TASK OBJECTIVE.
Whenever a line in the data contains "shutter", show that line.

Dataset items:

——

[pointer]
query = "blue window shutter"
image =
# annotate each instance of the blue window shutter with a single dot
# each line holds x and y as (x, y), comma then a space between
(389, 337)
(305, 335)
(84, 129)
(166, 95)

——

WRITTEN SOLUTION.
query = "blue window shutter"
# annotate each instance of the blue window shutter with a single dot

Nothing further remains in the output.